ASSIGNMENT: Copy out every line in the entries below that includes "leaf".

GIVEN DATA:
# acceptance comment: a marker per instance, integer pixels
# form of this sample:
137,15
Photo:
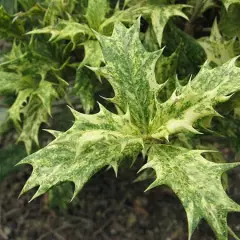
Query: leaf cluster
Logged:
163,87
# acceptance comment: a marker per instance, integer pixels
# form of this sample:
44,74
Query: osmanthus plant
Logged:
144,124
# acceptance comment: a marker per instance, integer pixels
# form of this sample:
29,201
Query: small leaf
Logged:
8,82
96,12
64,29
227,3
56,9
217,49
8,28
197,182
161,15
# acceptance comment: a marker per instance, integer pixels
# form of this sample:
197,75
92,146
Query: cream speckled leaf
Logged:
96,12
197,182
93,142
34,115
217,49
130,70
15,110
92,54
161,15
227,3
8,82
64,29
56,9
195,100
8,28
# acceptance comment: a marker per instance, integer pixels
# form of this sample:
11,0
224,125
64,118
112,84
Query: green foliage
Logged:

==

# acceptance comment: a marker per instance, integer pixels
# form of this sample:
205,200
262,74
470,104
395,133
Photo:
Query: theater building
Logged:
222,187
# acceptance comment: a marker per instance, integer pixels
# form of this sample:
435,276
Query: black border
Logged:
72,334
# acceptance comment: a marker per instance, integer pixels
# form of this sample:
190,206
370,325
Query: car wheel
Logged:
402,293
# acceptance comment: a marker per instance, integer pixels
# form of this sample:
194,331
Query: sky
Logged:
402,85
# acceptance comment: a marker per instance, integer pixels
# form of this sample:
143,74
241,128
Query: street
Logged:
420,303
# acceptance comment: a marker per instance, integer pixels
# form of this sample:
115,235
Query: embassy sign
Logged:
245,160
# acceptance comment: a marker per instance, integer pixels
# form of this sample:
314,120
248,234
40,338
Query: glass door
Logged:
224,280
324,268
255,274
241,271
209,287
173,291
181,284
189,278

...

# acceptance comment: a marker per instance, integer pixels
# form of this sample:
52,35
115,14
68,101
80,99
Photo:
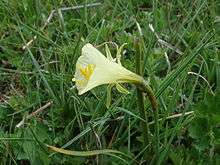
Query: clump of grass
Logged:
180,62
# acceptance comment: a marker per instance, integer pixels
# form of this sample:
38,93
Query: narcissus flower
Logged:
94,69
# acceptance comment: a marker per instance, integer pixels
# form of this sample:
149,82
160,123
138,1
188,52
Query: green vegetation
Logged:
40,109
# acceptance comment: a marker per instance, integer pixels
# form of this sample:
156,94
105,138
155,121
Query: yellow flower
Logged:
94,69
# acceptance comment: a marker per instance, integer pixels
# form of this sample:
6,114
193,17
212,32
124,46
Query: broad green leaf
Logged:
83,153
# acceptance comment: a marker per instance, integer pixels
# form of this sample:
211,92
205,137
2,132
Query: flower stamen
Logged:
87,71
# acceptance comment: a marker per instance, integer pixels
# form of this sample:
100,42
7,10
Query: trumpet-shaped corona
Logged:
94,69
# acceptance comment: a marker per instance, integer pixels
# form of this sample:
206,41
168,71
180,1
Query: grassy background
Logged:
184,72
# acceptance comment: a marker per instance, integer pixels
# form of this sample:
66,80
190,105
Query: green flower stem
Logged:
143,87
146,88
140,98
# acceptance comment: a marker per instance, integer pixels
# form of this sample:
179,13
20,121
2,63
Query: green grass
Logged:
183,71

ANSWER FOR THIS EXERCISE:
Query: leaf cluster
Query: small leaf
Query: cream speckled leaf
Query: broad green leaf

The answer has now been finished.